▸ What you are asked to do
Reproduce exactly the lines below, starting with the line that contains "mossy tree bark" and ending with the last line of the records, both included, and nothing else.

Records of labeled points
┌────────
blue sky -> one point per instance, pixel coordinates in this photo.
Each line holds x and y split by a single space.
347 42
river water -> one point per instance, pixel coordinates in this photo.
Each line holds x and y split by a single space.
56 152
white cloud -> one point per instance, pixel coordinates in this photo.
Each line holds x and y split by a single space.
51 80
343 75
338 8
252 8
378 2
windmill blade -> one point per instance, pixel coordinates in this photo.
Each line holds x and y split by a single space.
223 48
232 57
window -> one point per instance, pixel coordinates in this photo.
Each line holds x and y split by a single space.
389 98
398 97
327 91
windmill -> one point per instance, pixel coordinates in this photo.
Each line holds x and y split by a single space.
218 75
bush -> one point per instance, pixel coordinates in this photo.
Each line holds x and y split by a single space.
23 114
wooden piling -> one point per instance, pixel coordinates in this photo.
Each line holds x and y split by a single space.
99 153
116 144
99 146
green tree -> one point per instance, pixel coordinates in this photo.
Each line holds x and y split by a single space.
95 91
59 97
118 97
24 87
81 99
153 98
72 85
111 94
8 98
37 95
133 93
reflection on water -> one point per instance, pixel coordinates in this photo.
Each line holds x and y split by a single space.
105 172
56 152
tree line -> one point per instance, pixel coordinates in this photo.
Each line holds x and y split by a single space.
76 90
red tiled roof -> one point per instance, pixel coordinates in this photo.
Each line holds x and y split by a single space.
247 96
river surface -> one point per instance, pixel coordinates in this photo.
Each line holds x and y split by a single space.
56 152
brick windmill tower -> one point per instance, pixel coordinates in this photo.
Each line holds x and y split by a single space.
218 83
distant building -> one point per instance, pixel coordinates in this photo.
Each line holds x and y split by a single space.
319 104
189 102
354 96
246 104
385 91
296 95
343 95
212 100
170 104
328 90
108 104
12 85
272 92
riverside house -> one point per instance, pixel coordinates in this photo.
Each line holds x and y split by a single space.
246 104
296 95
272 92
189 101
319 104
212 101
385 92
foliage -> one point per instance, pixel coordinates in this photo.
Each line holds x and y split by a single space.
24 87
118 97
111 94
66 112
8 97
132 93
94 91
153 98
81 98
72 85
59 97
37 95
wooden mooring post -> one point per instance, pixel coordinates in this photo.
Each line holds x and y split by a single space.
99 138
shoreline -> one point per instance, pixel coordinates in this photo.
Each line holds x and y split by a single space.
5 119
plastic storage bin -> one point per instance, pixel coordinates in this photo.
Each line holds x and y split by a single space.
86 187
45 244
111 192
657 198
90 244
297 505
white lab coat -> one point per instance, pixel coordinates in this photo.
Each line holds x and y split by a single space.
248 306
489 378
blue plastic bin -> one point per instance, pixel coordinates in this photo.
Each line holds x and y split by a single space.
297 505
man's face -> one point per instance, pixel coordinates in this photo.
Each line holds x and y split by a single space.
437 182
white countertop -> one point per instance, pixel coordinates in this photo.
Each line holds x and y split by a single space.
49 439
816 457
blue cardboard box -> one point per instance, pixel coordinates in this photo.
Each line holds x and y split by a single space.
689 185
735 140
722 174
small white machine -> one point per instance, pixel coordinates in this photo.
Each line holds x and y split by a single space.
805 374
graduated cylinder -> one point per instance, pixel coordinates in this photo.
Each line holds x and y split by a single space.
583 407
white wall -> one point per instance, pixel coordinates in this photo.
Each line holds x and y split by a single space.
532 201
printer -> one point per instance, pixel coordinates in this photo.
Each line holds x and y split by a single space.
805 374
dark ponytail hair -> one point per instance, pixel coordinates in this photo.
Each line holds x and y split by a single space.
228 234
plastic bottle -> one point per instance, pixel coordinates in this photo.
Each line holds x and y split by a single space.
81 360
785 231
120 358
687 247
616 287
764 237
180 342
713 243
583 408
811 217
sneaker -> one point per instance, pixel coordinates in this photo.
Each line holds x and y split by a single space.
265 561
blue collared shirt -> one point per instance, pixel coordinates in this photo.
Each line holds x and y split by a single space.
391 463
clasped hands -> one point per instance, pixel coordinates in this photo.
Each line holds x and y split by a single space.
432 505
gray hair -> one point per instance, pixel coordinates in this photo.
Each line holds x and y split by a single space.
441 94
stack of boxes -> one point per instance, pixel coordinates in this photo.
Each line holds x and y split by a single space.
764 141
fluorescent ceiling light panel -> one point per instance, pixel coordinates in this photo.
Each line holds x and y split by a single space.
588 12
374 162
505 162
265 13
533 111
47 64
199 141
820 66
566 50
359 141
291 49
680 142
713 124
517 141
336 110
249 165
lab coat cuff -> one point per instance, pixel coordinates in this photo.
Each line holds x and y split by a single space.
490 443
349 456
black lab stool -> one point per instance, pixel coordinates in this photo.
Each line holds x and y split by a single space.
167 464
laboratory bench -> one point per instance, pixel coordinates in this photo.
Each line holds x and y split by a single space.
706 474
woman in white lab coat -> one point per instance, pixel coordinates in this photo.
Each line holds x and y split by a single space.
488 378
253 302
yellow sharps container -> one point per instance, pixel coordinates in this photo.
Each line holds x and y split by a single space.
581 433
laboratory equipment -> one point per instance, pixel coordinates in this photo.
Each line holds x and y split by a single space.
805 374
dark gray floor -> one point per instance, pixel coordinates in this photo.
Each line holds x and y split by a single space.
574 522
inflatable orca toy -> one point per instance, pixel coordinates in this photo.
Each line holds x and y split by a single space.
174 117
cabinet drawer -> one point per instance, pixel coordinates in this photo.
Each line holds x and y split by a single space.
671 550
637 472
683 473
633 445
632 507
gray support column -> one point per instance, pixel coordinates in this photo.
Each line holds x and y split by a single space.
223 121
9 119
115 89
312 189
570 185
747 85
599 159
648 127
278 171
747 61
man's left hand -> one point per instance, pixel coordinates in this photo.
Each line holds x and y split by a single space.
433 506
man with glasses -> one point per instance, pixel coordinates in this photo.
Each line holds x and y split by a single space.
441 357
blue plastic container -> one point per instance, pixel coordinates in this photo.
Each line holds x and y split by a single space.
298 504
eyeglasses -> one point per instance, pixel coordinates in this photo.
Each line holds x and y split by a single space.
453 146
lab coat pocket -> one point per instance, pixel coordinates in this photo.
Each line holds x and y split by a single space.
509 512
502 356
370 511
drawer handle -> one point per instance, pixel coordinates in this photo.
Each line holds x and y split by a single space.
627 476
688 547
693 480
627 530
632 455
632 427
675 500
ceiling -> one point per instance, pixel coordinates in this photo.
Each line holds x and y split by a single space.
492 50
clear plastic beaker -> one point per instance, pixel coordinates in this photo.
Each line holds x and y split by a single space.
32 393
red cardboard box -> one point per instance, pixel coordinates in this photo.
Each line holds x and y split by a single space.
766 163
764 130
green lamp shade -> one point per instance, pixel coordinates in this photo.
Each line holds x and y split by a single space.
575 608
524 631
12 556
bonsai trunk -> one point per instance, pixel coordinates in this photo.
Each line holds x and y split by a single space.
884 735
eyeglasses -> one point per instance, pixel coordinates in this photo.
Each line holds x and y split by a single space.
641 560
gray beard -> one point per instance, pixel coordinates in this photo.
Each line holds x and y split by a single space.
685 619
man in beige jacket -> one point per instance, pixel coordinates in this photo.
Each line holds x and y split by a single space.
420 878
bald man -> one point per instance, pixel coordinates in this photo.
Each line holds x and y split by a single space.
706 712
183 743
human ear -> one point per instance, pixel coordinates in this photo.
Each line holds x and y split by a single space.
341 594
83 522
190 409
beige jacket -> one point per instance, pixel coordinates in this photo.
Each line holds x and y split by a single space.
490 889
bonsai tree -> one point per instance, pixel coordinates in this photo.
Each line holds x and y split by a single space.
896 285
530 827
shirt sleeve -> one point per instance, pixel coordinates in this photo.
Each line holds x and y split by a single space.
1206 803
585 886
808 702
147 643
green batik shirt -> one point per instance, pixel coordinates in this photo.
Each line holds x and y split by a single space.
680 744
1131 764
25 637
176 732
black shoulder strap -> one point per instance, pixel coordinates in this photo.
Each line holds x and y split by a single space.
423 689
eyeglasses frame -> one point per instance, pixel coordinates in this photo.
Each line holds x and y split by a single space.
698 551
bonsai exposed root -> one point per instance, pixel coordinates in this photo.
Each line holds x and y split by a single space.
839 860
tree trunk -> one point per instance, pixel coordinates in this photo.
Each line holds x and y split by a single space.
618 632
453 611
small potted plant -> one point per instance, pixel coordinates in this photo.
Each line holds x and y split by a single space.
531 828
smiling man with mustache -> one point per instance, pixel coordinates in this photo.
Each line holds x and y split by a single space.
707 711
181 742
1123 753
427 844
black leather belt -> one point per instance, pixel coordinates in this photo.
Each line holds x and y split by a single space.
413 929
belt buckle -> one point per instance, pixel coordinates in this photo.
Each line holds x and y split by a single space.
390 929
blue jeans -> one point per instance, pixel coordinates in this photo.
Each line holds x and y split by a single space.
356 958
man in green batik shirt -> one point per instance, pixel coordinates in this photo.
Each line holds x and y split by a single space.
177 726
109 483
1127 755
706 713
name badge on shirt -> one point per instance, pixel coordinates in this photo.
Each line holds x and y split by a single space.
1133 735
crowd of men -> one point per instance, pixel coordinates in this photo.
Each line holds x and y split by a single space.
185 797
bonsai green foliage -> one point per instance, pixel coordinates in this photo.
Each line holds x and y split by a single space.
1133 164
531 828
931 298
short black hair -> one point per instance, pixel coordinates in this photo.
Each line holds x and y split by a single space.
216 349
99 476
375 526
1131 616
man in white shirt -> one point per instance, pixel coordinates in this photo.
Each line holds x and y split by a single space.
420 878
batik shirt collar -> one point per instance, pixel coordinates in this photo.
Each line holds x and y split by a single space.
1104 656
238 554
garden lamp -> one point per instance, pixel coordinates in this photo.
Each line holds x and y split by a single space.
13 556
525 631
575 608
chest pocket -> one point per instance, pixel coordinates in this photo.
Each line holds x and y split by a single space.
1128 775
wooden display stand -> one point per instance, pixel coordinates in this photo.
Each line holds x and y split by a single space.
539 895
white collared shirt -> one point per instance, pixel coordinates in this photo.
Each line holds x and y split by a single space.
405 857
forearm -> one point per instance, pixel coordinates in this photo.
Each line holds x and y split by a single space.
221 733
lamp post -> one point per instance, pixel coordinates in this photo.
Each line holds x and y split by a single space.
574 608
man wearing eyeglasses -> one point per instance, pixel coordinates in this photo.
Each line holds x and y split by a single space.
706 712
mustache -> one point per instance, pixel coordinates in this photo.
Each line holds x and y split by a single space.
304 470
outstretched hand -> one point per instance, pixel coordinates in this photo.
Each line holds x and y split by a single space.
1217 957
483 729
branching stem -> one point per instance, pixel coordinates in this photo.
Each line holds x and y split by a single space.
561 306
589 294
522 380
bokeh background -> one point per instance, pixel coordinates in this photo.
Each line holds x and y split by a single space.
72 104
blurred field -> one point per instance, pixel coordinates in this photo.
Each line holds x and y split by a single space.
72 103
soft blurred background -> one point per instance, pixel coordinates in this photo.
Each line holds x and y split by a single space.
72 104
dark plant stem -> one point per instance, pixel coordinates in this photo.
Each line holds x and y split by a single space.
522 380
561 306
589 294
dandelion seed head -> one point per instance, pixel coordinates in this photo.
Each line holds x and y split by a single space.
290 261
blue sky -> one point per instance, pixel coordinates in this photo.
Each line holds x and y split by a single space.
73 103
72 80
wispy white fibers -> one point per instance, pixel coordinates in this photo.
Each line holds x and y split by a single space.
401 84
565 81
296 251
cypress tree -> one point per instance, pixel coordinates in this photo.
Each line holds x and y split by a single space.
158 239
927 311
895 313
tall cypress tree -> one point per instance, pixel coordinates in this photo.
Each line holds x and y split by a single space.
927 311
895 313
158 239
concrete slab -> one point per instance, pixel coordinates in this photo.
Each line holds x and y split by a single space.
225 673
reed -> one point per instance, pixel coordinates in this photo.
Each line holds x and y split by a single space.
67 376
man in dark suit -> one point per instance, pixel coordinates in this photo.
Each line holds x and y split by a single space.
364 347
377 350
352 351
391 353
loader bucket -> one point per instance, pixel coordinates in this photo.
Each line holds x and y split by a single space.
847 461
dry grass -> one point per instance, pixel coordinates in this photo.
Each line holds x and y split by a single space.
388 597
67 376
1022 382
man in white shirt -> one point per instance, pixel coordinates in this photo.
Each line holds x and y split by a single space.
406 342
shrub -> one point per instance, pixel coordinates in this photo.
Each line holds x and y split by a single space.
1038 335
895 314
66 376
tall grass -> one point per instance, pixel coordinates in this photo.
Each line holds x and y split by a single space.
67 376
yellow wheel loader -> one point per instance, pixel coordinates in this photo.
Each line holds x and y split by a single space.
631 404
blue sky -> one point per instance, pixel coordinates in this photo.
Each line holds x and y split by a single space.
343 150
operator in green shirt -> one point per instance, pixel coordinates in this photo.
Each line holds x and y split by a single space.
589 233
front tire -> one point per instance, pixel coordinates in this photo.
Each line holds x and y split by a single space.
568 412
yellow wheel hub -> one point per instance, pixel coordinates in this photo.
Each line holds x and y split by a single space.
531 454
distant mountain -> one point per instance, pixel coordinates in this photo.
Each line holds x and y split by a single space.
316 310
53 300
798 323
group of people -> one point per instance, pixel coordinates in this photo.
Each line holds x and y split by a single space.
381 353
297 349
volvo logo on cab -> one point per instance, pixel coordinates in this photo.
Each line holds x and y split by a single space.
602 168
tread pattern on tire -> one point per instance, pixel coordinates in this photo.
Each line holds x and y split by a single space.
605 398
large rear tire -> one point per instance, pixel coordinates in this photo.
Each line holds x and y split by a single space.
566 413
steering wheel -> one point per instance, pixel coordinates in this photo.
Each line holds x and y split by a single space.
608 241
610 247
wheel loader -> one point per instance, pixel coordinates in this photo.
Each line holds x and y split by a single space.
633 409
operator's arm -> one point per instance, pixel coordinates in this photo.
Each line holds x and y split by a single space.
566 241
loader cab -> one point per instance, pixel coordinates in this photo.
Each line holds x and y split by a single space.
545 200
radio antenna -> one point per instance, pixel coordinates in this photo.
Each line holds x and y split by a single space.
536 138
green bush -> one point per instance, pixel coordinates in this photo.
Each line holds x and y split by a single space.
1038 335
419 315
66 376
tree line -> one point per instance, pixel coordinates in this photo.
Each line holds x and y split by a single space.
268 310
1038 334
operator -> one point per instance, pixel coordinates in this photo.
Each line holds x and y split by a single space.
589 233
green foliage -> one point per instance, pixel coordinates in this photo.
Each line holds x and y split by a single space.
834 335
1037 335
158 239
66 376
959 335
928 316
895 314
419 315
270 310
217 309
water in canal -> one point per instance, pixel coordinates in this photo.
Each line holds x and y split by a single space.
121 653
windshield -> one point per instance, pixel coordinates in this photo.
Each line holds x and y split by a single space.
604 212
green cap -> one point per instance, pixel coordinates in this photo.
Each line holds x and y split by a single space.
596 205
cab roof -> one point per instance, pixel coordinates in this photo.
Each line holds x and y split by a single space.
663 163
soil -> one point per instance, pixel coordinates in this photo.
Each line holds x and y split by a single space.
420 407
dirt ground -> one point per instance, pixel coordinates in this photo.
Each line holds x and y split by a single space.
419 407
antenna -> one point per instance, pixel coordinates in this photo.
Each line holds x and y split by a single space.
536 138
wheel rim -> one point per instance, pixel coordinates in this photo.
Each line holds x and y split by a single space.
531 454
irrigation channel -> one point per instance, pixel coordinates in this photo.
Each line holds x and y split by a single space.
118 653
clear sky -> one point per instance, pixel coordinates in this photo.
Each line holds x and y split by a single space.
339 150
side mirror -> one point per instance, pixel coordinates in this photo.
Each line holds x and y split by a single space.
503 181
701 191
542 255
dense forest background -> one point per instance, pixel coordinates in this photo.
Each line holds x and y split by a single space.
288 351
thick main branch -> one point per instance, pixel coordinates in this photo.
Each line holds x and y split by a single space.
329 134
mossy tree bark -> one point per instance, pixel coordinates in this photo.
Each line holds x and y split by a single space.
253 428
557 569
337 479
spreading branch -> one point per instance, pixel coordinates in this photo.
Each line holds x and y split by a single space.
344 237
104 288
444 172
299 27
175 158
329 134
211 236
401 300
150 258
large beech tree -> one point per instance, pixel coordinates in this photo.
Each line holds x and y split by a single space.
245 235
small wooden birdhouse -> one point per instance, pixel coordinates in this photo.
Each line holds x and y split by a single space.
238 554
└────────
▸ Completed exercise
mossy tree bark -> one point per instance, pixel coordinates in this photo.
Each line holds x and y split by a single space.
253 428
557 569
337 479
spreading branch -> one point per instance, pixel coordinates in this photo.
Each line holds x and y split by a single space.
344 237
104 288
444 172
299 27
175 158
329 134
211 236
401 300
150 258
large beech tree -> one point per instance, pixel coordinates in this photo.
Each line holds x and y split by a single space.
245 235
small wooden birdhouse -> one point per instance, pixel coordinates in this photo.
Each line holds x and y split by a single space.
238 554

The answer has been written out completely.